(Text-to-region grounding data)
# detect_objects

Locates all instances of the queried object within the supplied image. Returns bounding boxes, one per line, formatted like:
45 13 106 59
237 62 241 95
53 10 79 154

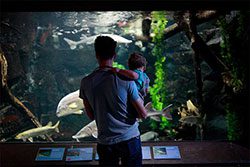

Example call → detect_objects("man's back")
80 68 140 144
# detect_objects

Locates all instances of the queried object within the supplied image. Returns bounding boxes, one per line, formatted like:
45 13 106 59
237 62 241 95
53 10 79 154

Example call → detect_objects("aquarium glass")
1 11 248 144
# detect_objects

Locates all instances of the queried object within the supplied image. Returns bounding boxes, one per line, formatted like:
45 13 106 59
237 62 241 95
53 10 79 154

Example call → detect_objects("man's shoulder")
81 71 95 84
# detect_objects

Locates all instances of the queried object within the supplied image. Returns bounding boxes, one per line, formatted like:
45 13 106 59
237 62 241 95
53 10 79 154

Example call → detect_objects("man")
79 36 147 166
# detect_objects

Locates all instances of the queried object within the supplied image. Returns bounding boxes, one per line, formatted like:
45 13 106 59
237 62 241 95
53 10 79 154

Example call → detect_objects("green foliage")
218 18 232 66
150 11 168 111
160 116 170 130
149 11 174 137
225 105 240 141
218 18 243 92
112 62 125 69
149 56 166 110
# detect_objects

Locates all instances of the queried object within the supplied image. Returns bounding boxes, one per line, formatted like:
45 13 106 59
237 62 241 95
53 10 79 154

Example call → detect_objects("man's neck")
99 59 113 68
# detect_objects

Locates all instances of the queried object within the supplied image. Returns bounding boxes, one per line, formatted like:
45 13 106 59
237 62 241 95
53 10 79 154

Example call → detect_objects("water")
1 12 158 142
30 12 147 142
2 11 240 143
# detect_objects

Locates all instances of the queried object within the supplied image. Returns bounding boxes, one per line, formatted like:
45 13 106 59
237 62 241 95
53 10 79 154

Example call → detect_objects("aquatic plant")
149 11 175 137
218 15 244 141
150 11 168 111
225 104 240 141
112 61 125 69
218 17 243 93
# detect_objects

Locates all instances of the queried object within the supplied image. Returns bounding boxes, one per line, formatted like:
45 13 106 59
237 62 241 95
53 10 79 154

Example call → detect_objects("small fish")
64 34 132 50
0 115 19 124
72 120 97 142
145 102 173 122
56 90 84 117
35 24 52 46
56 32 63 36
140 131 159 141
15 121 60 142
39 31 50 45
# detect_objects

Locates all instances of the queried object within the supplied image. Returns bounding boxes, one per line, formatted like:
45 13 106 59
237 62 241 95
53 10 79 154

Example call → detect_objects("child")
112 52 150 100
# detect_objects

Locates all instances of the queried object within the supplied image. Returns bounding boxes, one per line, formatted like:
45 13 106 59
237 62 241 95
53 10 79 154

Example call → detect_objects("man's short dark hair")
128 52 147 70
94 36 117 60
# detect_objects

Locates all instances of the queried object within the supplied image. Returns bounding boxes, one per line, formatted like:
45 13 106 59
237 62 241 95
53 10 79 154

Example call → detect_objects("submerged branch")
0 48 53 142
163 11 222 39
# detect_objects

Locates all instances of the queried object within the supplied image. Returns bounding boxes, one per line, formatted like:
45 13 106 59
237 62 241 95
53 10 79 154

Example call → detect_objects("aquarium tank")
0 11 249 146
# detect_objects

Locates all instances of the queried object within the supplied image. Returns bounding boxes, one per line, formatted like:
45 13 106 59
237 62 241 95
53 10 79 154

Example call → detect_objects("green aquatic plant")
225 105 240 141
149 56 166 111
150 11 168 111
218 18 243 92
112 61 125 69
149 11 175 138
218 11 249 144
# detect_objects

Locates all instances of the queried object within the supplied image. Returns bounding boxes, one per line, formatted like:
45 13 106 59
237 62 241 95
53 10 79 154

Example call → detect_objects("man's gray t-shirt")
79 68 140 145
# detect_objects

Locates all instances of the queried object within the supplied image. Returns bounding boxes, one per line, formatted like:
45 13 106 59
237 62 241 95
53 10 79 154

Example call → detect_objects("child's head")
128 52 147 71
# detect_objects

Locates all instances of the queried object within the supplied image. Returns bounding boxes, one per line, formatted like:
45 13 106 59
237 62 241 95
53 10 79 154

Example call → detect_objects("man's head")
128 52 147 70
94 36 117 60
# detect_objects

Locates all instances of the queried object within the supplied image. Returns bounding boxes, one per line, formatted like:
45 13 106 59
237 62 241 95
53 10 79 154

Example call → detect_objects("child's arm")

_REQUIRED ACTION_.
What is needed is an exact copy of every entry, minus the images.

_SOLUTION BELOW_.
# detect_objects

Locates all instances of the queried object within the supplied image. Returns bounding boxes, one per line, formatted like:
45 13 106 59
237 62 241 95
53 10 79 154


Example call → detect_objects("man's back")
80 68 140 144
# detect_objects

Locates all instances of the queried object within the supplied image. Returns bounding boxes, one per line, formatted like:
45 13 106 59
237 62 241 95
53 10 79 154

Example call → detect_objects("aquarium glass")
1 11 248 144
# detect_objects

Locates all instances of the queried object within the supplied image. Returns bounding boxes, one per line, formatted like:
45 13 106 59
237 62 241 95
53 10 79 154

Example call → detect_objects("man's shoulder")
81 71 95 84
# detect_objects

Locates all instances of the queried object within the supplied image. Returns bounding boxes, one per line, formatted like:
45 13 106 59
237 62 241 95
53 10 79 154

Example call → detect_objects("man")
79 36 147 166
# detect_objects

Locates all instances of the queried object within the supplied image. Returns bounding boxes, one per line, formatted like:
45 13 106 59
237 62 241 95
53 10 79 154

Example call → detect_objects("green foliage")
218 18 232 66
150 11 168 111
160 116 170 130
149 11 174 137
225 105 240 141
218 18 243 92
112 62 125 69
149 56 166 110
# detect_objects

Locates all instances of the queried object within the supplied image. Returns bounding boxes, one per line, formatted like:
45 13 106 59
237 62 241 95
53 10 79 154

Example call → detect_objects("man's neck")
99 59 113 68
# detect_objects

Locates all instances of the queried object within the supplied image. Returns bounding boxes, one per line, formatted like:
45 13 106 59
237 62 241 95
53 10 79 154

Example call → detect_objects("water")
1 12 158 142
30 12 147 142
2 11 240 143
# detect_objects

Locates all instances of the queried object within the supplied image. Returns bounding boxes, one per line, formatted like:
45 13 106 59
237 62 241 95
53 10 79 154

Example call → detect_objects("aquatic plant")
149 11 175 137
218 15 244 141
150 11 168 111
225 104 240 141
112 61 125 69
218 17 243 93
# detect_objects

Locates all instances of the queried object within the supplied image. Returns bounding boxes, one per line, formatted like:
45 13 106 59
237 62 241 95
53 10 79 154

Example call → detect_objects("small fish")
64 34 132 50
0 115 19 124
72 120 97 142
145 102 173 122
56 90 84 117
35 24 52 46
56 32 63 36
140 131 159 141
15 121 60 142
39 31 50 45
# detect_objects

Locates all instances of the queried object within the supplied image. Returns bounding boxes, one per line, formatted like:
45 13 106 59
237 62 241 95
53 10 79 154

Example call → detect_objects("child")
112 52 150 100
# detect_objects

Locates all instances of the queried object within the supplied image. Returns bounding boxes, one per line, formatted like:
45 13 106 59
237 62 241 95
53 10 79 154

Example call → detect_objects("man's short dark hair")
128 52 147 70
94 36 117 60
# detect_objects

Locates all instances of the queried object within the supplied image. Returns bounding boxes, one per line, formatted like:
45 13 106 59
237 62 241 95
53 10 79 154

Example call → detect_objects("submerged branch")
0 48 53 142
163 11 222 39
# detect_objects

Locates all instances of the queried object within the supplied image. Returns bounding boxes, one per line, formatted like:
45 13 106 59
237 62 241 95
53 10 79 154

Example call → detect_objects("aquarium tank")
0 11 249 146
# detect_objects

Locates all instances of the queried object within the supplied image. Returns bounding boxes, one per line, formatted like:
45 13 106 59
237 62 241 95
53 10 79 154

Example call → detect_objects("green aquatic plant")
225 105 240 141
149 56 166 111
150 11 168 111
218 18 243 92
112 61 125 69
149 11 175 138
218 11 249 144
# detect_objects

Locates all instances of the queried object within the supplied image. Returns bounding boxes, one per line, formatted like:
45 13 106 59
237 62 241 95
53 10 79 154

Example call → detect_objects("man's gray t-shirt")
79 68 140 145
# detect_objects

Locates all instances of the queried object within the supplied image. Returns bounding boxes, one per line, formatted like:
45 13 106 59
237 62 241 95
53 10 79 154

Example call → detect_objects("child's head")
128 52 147 71
# detect_objects

Locates all instances of the queried object within the supplied image. Returns bounding boxes, one per line, formatted like:
45 13 106 59
237 62 241 95
53 10 79 154

Example call → detect_objects("man's head")
128 52 147 70
94 36 117 60
# detect_objects

Locates all instances of the queried object within the supplied image. Returns bounding boxes, one per line, formatted like:
45 13 106 59
237 62 241 95
53 10 79 154

Example call → detect_objects("child's arm")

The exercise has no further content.